--- BRIEF ---
Could you print the lines below exactly, from the one holding "per_instance = true" through the last line, with no other output?

-- INPUT follows --

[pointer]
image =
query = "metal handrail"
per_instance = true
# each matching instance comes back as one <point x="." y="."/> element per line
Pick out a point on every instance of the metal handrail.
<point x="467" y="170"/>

-- INPUT concluded --

--- EXERCISE ANSWER ---
per_instance = true
# each matching instance comes back as one <point x="." y="."/> element per line
Pick out a point on every instance of the metal handrail.
<point x="467" y="170"/>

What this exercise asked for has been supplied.